## What you will do:
A: Answer these questions using the Ancestry HMM page:
(i) Which command installs armadillo on Ubuntu?
(ii) How is a negative time value given with -p treated?
(iii) Which tagged release holds the versions used to produce the results in Corbett-Detig and Nielsen and in Medina et al?
B: Resume the Ancestry HMM page from where it stops.

## Document segment:
== == ==
/Ancestry_HMM

Primary LanguageCGNU General Public License v3.0GPL-3.0

Ancestry HMM

Russ Corbett-Detig

Download and Compile:

    git clone https://github.com/russcd/Ancestry_HMM.git
    cd Ancestry_HMM/src/
    make

Dependencies:

The software requires the C++ linear algebra library, armadillo. More information and detailed download instructions can be found here, http://arma.sourceforge.net/. Using homebrew on OSX, this software can be installed using

    brew install armadillo

On Ubuntu:

    sudo apt-get install libarmadillo-dev

If you cannot get a root installation of armadillo, we recommend miniconda3

    conda install -c conda-forge armadillo

Information on how to link a conda-based installation of armadillo during compilation and runtime is provided in src/Makefile.

It is also recommend that users install the google-perftools package as compilation using tcmalloc tends to decrease runtimes, sometimes substantially. However, this is not necessary to use the software.

Note:

Information on our method's performance with multiple pulse models can be found in Medina et al. (2018). Single pulse models perform as described previously in Corbett-Detig and Nielsen (2017).

The versions used to produce the results in Corbett-Detig and Nielsen and in Medina et al are available via tagged release v0.99.

Basic Usage:

    ancestry_hmm –i [input_file] –s [sample_file] -a [int] [double] [double] -p [int] [int] [double] -p [int] [int] [double]

Detailed Options and Usage:

Required: Overall ancestry proportion

    -a [int] [double] [double] … 

This option specifies the number of ancestral populations (the first argument) and the overall ancestry proportion of each in the sample. Note that the number of ancestry proportions specified must exactly equal the number given following –a. For example, if there are three ancestry types in a given population, the first at proportion 0.6 and the others at proportion 0.2, the following command line argument would be used:

    -a 3 0.6 0.2 0.2 

In general, it is straightforward to estimate the global ancestry proportions in an admixed population using available software packages such as Admixture, NGSAdmix, or Structure, we therefore recommend using one of these software packages prior to working on local ancestry inferences using this software.

Required: Ancestry Pulses

    -p [int, ancestry type] [int, time before present] [double, proportion of ancestry] 

Minimally, two ancestry pulses should be specified when running this software, each using the syntax above. The first argument specifies the ancestry type associated with the pulse, where 0 indicates the first ancestry population in the input file, 1 indicates the second, 2 the third, etc. The second parameter is the time before the present (in generations) at which the ancestry pulse occurred. If time is provided as a positive number, it will be treated as fixed. When time is provided as a negative number, it is treated as the initial estimate to be optimized when fitting the admixture model. Finally, the third parameter specifies the proportion of the present ancestry of the sample that resulted from this pulse. Here again, if this is provided as a negative number, the parameter will be estimated if applicable.

For example, to fit a model with a single pulse of ancestry type 1 into a population of ancestry type 0, the following could be used. Here both ancestry proportions are 0.5.
== == ==
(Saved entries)
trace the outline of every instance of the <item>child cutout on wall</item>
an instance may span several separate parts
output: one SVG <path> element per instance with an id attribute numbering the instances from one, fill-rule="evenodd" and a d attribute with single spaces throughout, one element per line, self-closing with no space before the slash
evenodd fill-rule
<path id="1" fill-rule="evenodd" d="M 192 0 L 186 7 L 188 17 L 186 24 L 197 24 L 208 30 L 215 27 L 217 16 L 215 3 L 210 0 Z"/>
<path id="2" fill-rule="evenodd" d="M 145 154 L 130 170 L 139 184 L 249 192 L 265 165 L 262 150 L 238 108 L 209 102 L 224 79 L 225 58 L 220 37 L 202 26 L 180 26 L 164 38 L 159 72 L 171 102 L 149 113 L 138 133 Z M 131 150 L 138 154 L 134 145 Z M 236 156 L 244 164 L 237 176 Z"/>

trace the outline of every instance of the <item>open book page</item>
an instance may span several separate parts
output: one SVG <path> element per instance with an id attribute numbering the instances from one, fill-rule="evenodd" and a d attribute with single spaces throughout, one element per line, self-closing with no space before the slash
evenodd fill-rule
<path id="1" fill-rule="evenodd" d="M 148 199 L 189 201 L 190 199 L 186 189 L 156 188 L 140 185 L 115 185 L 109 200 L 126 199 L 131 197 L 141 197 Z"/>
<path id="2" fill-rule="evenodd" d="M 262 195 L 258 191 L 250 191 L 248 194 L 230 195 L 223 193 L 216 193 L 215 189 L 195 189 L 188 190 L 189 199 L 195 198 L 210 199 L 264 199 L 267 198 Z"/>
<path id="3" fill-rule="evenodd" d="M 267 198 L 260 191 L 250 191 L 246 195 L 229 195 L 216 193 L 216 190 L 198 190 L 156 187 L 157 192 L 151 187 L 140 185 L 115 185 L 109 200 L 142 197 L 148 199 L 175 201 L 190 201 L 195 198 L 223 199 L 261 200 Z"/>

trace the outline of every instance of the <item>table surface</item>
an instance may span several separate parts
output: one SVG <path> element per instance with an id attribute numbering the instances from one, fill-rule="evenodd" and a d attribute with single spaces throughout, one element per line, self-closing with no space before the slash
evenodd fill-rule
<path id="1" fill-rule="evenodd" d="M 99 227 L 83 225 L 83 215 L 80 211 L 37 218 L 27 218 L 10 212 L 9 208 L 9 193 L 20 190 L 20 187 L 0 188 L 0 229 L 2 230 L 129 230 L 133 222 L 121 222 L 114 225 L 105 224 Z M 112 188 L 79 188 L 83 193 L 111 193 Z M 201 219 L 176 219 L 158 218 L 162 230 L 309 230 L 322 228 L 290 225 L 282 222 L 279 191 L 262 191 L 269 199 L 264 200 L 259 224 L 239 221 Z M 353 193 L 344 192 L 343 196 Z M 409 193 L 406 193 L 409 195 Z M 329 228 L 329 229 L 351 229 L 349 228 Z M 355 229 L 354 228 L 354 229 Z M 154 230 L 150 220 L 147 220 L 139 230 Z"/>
== == ==
## Answers for each item:
A:
(i) sudo apt-get install libarmadillo-dev
(ii) It is treated as the initial estimate to be optimized when fitting the admixture model.
(iii) v0.99

B:
    -p 0 100000 0.5 -p 1 -100 0.5 

The program would then estimate the time that the ancestry pulse (which replaced 50% of individuals) using an initial time estimate of 100 generations. If each ancestry type enters the population through a single pulse, there is no proportion to be estimated (even if provided as a negative value) and the program will assume that the pulse included all ancestry of that type.

In general, the initial ancestry type of the population, prior to ancestry pulses should be specified as an ancestry pulse with a time of the pulse set to be greater than the maximum time allowable in the program (--tmax, below).

A more complicated model might include three ancestry pulses, where a population initially composed of ancestry type 0 experiences three subsequent pulses from ancestry type 1, 2 and then 1 again. If the time of all pulses, and relative proportions of ancestry in pulses one and three are to be estimated, this would be specified as

    -p 0 1000000 0.4 –p 1 -1000 -0.2 –p 2 -500 0.2 –p 1 -250 -0.2 

where this command line would also include the global ancestry proportions

    -a 3 0.4 0.4 0.2

Note that if all of a given ancestral type enters the population through a single pulse, the proportion contributed by that pulse cannot be estimated since by definition it must be equal to the amount of that ancestry type present in the sample.

Required: Input File

Input files are specified as follows with a file format as described in the section that follows.

    -i <input_file> 

Required: Sample File

A single file, specifying sample ID’s and their ploidy, or path to a ploidy map, must also be provided to the program

    -s <sample_file> 

Optional:

    -v  	Viterbi decoding, default decoding is forward-backward  
    -g 	sample counts provided are genotypes rather than read counts  
    -b [int] [int] 	If bootstrap replicates are to be performed, specify –b and the number of bootstraps and the block size of bootstraps. E.g., “-b 10 1000” would indicate 10 bootstrap replicates each using a block size of 1000 SNPs.   
    --output-ancestry 	If more than one pulse originated in the same source population, these will be summed and the output will be only ancestry states ordered as in the input file. Note that in the current version, this is not compatible with Viterbi decoding, –v, above.   
    --precision	Set output precision   
    -r	Number of restarts during nelder-mead search  
    --tmax	Maximum time of a pulse  
    --tmin	Minimum time of a pulse  
    --pmax	Maximum portion of ancestry from one ancestry type, note that this argument and the one below is only relevant for models with two pulses from the same source population.   
    --pmin	Minimum portion of ancestry from one ancestry type  
    --tolerance	Difference in log likelihood between worst and best vertices for search termination.   
    -e	Error rate per site (either genotype or read)  
    -E	If present on the command line, site specific error rates are provided in the input file. Error rates must appear in the two columns following the recombination rates.   
    --ne	The effective population size, n. By default this number is multiplied by 2 to accommodate diploid populations. However, for use with autotetraploids for example, it might be reasonable to supply 2n instead.   
    --fix	Ancestral allele frequencies are fixed, rather than treated as uncertain. This is expected to be useful when parental sequences are known with certainty, for example in performing qtl mapping or in experimental evolution studies.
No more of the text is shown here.